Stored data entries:
┄┄┄┄┄┄┄┄┄┄
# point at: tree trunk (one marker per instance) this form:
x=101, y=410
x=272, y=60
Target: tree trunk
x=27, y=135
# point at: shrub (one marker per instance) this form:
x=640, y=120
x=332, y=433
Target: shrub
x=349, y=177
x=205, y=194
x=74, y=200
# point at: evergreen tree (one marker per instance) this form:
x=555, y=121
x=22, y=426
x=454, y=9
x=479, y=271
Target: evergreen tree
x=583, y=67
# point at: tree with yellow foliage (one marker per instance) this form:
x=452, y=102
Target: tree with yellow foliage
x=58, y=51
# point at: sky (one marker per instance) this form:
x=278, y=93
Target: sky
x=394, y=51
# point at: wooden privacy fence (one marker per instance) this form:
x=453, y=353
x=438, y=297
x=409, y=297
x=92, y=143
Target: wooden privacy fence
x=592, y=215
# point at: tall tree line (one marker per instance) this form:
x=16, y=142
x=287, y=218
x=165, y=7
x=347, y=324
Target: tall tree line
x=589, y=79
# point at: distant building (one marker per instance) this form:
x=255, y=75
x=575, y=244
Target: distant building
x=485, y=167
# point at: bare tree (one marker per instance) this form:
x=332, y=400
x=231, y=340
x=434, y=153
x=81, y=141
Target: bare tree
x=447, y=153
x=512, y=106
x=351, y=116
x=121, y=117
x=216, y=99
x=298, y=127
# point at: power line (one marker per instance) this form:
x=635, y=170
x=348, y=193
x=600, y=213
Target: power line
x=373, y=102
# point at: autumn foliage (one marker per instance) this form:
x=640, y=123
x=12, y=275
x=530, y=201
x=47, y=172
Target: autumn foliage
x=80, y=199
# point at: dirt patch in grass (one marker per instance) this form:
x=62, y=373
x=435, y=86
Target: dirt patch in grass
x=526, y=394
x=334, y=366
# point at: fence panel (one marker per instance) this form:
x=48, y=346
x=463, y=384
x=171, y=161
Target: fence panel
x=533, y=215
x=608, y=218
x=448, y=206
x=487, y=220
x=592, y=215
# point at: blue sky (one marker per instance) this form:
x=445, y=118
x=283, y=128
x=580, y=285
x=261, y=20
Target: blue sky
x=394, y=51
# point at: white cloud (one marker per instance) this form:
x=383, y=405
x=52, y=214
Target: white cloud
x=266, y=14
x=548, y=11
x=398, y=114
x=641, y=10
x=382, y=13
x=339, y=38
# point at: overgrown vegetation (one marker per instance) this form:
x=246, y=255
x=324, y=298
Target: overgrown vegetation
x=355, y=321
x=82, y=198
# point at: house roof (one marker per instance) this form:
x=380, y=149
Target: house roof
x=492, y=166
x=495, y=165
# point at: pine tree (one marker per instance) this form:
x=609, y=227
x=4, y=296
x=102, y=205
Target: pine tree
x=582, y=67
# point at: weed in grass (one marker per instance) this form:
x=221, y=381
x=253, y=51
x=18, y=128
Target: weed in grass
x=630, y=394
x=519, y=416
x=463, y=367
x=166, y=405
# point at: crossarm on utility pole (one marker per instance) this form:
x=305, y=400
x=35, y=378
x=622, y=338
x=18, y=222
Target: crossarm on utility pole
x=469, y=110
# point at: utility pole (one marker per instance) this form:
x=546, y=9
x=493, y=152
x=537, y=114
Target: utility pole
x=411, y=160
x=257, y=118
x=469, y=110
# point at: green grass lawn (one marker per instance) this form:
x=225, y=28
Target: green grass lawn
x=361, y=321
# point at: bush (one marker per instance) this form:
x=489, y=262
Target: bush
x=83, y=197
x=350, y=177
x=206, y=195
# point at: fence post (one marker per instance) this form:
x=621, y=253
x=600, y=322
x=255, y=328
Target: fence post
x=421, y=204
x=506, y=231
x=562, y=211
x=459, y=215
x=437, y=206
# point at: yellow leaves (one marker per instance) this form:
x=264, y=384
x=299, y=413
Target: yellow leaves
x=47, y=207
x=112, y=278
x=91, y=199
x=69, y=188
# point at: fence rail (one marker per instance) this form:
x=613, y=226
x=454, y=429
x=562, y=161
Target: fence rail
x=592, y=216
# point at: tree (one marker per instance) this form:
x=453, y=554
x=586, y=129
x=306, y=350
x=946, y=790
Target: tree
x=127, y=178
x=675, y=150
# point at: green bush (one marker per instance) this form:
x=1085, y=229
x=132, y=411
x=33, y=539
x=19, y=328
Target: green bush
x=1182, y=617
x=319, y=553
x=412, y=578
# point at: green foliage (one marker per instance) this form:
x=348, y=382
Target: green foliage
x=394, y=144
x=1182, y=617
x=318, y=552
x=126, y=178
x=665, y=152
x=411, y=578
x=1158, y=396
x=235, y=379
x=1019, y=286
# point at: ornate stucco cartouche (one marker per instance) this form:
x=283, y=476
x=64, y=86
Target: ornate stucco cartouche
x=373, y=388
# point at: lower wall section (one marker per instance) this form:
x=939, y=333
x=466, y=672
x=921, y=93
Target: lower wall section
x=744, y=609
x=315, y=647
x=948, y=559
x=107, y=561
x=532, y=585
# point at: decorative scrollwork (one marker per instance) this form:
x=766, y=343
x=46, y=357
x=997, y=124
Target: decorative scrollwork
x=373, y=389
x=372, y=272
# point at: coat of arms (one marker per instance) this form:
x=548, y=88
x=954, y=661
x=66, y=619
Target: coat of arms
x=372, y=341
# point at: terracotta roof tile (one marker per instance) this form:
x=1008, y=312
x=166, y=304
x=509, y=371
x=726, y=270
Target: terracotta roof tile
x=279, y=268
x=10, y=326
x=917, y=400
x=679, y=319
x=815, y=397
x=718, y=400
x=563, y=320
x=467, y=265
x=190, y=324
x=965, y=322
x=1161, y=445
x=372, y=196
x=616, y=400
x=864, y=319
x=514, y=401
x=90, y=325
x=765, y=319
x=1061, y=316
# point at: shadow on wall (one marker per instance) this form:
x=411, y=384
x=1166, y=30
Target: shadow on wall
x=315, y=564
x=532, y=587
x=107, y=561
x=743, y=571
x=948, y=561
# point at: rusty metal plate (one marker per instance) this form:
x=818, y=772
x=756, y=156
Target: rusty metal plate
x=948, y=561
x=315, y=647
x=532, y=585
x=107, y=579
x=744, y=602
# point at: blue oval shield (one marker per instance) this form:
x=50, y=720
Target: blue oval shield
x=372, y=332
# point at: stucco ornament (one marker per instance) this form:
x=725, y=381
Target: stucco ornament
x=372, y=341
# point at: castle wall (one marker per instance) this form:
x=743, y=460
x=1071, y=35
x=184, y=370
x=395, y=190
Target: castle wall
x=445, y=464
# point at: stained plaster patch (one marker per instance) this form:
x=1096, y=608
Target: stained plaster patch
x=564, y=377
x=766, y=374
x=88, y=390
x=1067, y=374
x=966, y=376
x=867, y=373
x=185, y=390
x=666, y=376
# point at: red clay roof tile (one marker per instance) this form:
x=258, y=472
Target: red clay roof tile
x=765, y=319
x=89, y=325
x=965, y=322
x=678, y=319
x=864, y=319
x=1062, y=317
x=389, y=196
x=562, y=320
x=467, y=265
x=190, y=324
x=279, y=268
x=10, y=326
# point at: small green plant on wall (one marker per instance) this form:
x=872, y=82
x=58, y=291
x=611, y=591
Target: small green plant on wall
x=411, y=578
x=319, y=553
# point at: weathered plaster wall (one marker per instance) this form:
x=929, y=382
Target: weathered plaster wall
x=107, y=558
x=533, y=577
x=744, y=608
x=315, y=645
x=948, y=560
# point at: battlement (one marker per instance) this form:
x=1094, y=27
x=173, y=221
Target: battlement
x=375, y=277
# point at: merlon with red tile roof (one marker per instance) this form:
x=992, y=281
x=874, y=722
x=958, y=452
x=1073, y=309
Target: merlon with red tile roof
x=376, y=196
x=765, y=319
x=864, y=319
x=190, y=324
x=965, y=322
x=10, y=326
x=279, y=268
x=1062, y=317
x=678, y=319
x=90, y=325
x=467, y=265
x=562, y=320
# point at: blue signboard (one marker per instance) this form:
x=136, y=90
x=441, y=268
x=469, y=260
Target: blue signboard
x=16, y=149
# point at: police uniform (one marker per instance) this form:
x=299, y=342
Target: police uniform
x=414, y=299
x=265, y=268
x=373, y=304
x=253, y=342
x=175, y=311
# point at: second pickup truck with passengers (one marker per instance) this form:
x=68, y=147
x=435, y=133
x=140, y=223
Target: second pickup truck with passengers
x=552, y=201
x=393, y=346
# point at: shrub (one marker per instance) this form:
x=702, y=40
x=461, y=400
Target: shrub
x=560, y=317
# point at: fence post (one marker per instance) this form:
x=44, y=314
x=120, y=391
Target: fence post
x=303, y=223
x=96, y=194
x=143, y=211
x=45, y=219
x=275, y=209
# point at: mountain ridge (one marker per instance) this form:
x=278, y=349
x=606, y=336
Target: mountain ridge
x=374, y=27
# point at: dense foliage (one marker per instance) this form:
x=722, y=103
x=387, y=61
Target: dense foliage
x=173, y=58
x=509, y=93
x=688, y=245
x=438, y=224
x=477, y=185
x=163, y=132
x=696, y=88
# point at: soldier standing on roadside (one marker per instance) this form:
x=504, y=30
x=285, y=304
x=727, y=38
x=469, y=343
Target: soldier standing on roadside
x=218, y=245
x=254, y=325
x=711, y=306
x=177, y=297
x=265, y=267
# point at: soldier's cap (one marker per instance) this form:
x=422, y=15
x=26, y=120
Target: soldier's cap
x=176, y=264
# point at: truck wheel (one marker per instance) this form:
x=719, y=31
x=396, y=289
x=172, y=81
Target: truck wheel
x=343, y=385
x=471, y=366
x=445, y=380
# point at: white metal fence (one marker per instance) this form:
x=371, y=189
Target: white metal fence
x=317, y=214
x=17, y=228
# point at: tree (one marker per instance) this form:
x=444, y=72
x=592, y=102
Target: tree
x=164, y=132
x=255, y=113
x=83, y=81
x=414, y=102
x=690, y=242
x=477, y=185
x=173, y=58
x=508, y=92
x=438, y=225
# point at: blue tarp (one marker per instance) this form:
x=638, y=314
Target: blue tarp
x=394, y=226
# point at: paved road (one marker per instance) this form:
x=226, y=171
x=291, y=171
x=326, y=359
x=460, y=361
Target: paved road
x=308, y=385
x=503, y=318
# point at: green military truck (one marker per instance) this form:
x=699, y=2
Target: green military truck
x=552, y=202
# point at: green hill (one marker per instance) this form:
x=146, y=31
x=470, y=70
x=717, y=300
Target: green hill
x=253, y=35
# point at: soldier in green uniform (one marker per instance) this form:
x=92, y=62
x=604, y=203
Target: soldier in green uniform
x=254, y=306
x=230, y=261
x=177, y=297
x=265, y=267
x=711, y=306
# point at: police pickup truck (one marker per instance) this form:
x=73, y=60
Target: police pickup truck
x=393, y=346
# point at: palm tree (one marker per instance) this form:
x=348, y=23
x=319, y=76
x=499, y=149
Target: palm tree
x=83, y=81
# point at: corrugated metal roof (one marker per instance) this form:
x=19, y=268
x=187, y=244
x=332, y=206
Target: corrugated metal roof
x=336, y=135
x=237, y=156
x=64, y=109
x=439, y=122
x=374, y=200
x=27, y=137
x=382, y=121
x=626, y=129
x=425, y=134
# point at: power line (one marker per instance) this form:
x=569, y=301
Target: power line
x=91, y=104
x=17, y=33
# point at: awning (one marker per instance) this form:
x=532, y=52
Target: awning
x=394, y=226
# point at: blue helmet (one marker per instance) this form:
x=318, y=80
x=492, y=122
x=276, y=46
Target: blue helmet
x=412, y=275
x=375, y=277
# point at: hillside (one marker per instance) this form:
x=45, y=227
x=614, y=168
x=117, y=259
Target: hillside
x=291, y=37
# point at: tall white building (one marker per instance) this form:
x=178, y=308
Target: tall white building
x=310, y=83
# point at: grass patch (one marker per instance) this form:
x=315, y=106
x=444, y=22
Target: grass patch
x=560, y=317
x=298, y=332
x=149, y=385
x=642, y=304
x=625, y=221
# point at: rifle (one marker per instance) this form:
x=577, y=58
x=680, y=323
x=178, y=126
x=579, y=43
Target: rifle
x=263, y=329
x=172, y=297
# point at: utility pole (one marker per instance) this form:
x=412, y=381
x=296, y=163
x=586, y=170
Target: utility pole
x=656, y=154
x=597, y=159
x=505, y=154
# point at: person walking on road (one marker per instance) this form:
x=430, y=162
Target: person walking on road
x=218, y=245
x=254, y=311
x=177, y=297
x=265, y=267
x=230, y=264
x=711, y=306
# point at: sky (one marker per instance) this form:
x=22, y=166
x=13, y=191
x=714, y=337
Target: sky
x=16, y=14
┄┄┄┄┄┄┄┄┄┄
**Exercise**
Give back exactly the lines above, from the line containing "x=537, y=114" through the line containing "x=348, y=382", with both end lines and nothing more.

**Your solution**
x=537, y=114
Target: utility pole
x=411, y=160
x=257, y=118
x=469, y=110
# point at: green grass lawn (one marker per instance) this form:
x=225, y=28
Target: green grass lawn
x=361, y=321
# point at: bush (one marker per instance) this form:
x=489, y=262
Target: bush
x=83, y=197
x=350, y=177
x=206, y=195
# point at: fence post (one marker per instance) this form:
x=621, y=253
x=600, y=322
x=255, y=328
Target: fence post
x=421, y=204
x=506, y=231
x=562, y=211
x=459, y=215
x=437, y=206
# point at: yellow leaves (one marker per instance) this form:
x=264, y=384
x=299, y=413
Target: yellow leaves
x=47, y=207
x=112, y=278
x=91, y=199
x=69, y=188
# point at: fence rail (one marker per instance) this form:
x=613, y=226
x=454, y=429
x=562, y=161
Target: fence rail
x=592, y=216
# point at: tree (one marker per instance) this form:
x=453, y=554
x=586, y=129
x=306, y=350
x=946, y=790
Target: tree
x=127, y=178
x=675, y=150
# point at: green bush (one marker per instance) this form:
x=1085, y=229
x=132, y=411
x=33, y=539
x=19, y=328
Target: green bush
x=1182, y=617
x=319, y=553
x=412, y=578
# point at: green foliage (one marker per instance) this form:
x=348, y=382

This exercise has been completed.